→ **TASK STATEMENT**
Report all lines from the entries below in which "pixel" appears.

==== DATASET CONTENT ====

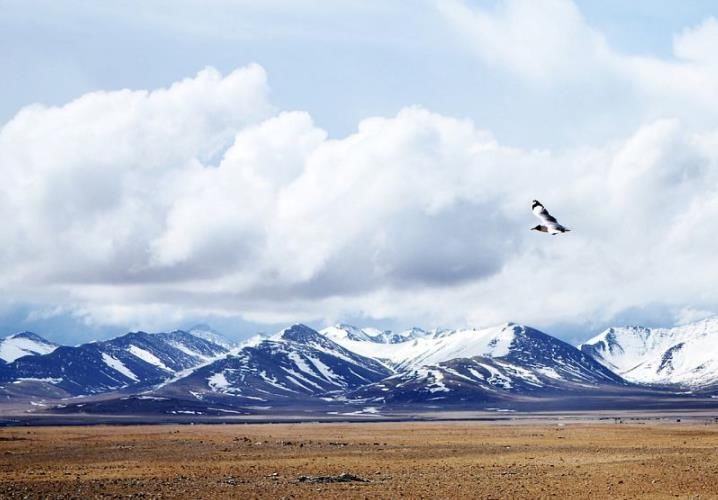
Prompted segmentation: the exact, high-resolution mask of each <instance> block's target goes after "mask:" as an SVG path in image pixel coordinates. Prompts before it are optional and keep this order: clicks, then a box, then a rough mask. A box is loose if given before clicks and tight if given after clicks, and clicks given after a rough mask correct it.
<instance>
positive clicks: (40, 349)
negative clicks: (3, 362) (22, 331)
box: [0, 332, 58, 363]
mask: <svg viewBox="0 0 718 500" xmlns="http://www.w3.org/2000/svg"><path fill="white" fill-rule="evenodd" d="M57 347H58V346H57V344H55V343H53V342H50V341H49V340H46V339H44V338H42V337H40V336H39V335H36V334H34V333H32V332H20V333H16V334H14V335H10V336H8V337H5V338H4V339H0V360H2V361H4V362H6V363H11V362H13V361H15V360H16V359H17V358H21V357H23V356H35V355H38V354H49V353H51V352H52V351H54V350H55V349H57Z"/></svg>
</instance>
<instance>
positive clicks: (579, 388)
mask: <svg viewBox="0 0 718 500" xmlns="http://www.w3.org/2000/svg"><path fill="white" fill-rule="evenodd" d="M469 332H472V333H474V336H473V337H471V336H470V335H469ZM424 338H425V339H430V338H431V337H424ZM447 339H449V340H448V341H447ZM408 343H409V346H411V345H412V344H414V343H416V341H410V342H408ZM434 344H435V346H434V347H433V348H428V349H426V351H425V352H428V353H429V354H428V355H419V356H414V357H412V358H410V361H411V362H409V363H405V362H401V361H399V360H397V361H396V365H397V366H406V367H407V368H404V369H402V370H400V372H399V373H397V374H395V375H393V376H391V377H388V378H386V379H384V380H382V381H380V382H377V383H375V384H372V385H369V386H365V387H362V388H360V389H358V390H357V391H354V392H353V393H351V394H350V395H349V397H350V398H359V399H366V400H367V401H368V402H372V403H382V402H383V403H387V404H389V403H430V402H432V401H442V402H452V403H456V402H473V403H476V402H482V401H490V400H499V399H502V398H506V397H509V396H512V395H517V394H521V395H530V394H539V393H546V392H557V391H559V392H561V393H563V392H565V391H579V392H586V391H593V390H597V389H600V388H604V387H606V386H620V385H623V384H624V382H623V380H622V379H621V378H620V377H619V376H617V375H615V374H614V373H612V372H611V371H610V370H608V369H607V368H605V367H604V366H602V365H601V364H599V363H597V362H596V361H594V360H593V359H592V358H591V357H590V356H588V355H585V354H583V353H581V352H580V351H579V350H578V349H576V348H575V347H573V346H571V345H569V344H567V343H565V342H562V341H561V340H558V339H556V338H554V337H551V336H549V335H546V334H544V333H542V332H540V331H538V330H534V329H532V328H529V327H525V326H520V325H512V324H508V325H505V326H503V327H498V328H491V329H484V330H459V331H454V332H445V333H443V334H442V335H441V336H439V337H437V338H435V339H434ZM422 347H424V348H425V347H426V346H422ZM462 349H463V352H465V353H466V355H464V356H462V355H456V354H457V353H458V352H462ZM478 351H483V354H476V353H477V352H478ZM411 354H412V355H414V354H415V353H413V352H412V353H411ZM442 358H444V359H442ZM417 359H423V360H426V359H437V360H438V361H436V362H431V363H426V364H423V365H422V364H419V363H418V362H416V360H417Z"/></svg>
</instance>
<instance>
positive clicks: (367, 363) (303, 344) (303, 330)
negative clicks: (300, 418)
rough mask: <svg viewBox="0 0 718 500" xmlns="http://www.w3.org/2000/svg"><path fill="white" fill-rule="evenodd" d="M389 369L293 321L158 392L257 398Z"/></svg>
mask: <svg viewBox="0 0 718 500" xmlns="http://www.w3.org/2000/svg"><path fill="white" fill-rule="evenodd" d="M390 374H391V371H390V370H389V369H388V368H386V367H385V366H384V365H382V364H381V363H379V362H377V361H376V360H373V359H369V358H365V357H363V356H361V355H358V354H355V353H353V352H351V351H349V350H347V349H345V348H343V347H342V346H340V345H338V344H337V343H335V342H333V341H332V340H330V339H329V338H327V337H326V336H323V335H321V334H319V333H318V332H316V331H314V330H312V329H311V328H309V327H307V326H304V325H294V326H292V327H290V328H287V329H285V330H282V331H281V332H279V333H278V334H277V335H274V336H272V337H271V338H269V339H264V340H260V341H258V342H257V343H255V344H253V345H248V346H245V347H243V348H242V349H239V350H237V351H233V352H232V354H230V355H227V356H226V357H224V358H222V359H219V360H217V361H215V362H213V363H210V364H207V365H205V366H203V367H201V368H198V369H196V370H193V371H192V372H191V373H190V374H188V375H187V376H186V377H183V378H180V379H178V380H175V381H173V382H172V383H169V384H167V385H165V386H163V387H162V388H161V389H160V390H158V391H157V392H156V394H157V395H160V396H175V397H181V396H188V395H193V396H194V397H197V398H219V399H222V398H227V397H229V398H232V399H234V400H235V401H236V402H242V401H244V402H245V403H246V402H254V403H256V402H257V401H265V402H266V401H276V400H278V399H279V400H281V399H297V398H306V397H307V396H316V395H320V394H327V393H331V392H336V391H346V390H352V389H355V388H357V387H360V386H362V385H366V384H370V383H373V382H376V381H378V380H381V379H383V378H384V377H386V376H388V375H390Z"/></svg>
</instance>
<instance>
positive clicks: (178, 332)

====
==== DATASET CONTENT ====

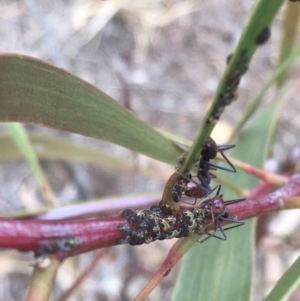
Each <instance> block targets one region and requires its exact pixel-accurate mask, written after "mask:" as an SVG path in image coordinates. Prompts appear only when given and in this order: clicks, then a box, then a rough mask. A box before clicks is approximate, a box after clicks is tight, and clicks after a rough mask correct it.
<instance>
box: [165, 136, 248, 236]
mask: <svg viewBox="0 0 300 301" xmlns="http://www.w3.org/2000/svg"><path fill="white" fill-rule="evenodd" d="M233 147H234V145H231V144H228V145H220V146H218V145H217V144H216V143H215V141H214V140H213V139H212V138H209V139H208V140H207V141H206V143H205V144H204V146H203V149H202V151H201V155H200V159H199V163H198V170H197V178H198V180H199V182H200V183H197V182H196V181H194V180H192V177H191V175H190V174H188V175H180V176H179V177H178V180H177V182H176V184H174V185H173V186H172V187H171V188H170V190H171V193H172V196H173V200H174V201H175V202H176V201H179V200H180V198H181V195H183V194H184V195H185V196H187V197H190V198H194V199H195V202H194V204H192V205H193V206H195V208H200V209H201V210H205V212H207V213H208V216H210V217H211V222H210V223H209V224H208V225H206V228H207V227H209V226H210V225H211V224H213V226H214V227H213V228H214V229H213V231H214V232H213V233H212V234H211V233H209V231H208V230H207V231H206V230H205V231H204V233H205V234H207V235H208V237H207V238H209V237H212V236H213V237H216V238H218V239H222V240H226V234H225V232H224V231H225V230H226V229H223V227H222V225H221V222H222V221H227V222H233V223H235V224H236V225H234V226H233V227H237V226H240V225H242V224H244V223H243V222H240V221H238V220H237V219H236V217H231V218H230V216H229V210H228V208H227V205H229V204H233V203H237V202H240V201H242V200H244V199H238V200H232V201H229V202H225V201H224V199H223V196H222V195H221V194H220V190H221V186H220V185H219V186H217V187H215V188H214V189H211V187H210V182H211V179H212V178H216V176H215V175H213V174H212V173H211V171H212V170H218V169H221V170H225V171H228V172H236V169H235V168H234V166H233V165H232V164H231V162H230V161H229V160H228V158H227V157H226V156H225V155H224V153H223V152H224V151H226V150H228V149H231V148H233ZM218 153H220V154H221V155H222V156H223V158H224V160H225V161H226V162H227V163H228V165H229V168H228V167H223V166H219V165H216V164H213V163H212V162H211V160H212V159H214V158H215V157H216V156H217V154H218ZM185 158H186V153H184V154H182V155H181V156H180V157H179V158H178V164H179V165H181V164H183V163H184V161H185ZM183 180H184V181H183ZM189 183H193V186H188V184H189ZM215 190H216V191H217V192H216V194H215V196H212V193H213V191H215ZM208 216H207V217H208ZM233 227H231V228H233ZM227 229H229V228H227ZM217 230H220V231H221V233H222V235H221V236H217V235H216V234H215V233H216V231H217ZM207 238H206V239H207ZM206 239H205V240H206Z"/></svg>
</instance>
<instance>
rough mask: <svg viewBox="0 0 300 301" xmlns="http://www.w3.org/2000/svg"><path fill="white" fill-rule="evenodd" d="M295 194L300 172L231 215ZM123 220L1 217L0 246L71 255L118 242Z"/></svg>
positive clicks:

====

→ **RESPONSE BELOW**
Prompted segmentation: the exact, high-resolution mask of each <instance> block's target goes after "mask:" as an SVG path in image pixel coordinates. Prompts before it are optional and keep this order: clicks, then a box, then a rough mask. A box is loose if given before clicks and tight if given after clicks, and clicks given after a rough mask correct it.
Each <instance> block targets one region and requires its exact pixel-accurate mask, written after "mask:" as an SVG path in image coordinates. Prompts appear only when given and in this order: clicks, then a box, then a rough mask. A box before clicks is approximate, a box after clicks is tight, and clicks after a rough mask correct it.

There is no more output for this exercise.